# START OF Provided text

Can a digital console at such a low price really deliver on features and audio quality?
Despite the proliferation of computer-based studios, few of them can manage without a mixer, and in these days of recallable, resetable everything, digital mixers tend to be more attractive than their analogue counterparts. Behringer's offering in this department provides a surprisingly comprehensive feature set at a startlingly low price.
The mixer can handle up to 32 channels, it has 16 internal busses and eight aux sends as well as dynamics and gates plus four-band parametric EQ on every channel (but not the busses). It also includes four onboard effects processors based on the Behringer Virtualizer algorithms. The console also has moving-fader automation via full-length 100mm Alps faders, snapshot automation and I/O expansion via two card slots. Up to 128 snapshots can be saved, a snapshot comprising virtually all the console parameters other than the analogue gain settings. 24-bit Crystal converters (delta-sigma, 128x oversampling) are used throughout and the majority of the circuitry is surfacemount. Sample rates of 44.1kHz and 48kHz are supported while the operating firmware for the mixer is held in flash ROM so that it can be updated from a PC if necessary.
As with all assignable digital mixers, the I/O that you see on the outside is somewhat different from the internal bussing structure, so while the console may indeed have 16 internal busses, it only has two main analogue outs, plus four more assignable outputs, unless you add some more I/O via the card slots. In this respect, the output arrangement is very like that of the smaller Yamaha mixers and recorders. The I/O expansion options are for 16-channel ADAT and TDIF, as well as eight-channel AES-EBU, with all but ADAT being connected via D-Sub multi-pin connectors. An external XLR connector box accompanies the AES-EBU interface, though no expansion cards were supplied with the review sample. There's no analogue expansion option, so it's my guess that the mixer is aimed primarily at the current crop of hardware recorders (ADAT tape or most current hard disk models) that can be fitted with digital I/O, or at computer systems with ADAT I/O.

# END OF Provided text

*Directives*
(A) Say whether each statement agrees with the mixer review, answering yes or no and quoting the review's deciding words: (i) The four-band parametric EQ is available on the busses as well as on every channel. (ii) A saved snapshot includes the analogue gain settings. (iii) The mixer's operating firmware can be updated from a PC.
(B) According to the mixer review, why does the reviewer guess that the mixer is aimed mainly at hardware recorders and computer systems with digital or ADAT I/O?
(C) Quote the mixer review word for word, starting at "The mixer can" and ending after "PC if necessary.".

# START OF Data segment

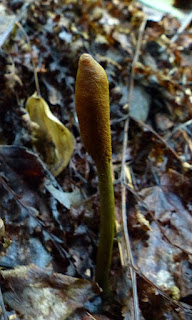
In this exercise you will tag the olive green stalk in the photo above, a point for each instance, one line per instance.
(92, 107)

# END OF Data segment

*Solution set*
(A)
(i) No: "four-band parametric EQ on every channel (but not the busses)"
(ii) No: "a snapshot comprising virtually all the console parameters other than the analogue gain settings"
(iii) Yes: "the operating firmware for the mixer is held in flash ROM so that it can be updated from a PC if necessary"

(B) The mixer has no analogue expansion option. Its I/O can be expanded only with 16-channel ADAT, 16-channel TDIF or eight-channel AES-EBU cards, so the reviewer concludes it suits recorders and computer systems that can be fitted with digital I/O.

(C)
The mixer can handle up to 32 channels, it has 16 internal busses and eight aux sends as well as dynamics and gates plus four-band parametric EQ on every channel (but not the busses). It also includes four onboard effects processors based on the Behringer Virtualizer algorithms. The console also has moving-fader automation via full-length 100mm Alps faders, snapshot automation and I/O expansion via two card slots. Up to 128 snapshots can be saved, a snapshot comprising virtually all the console parameters other than the analogue gain settings. 24-bit Crystal converters (delta-sigma, 128x oversampling) are used throughout and the majority of the circuitry is surfacemount. Sample rates of 44.1kHz and 48kHz are supported while the operating firmware for the mixer is held in flash ROM so that it can be updated from a PC if necessary.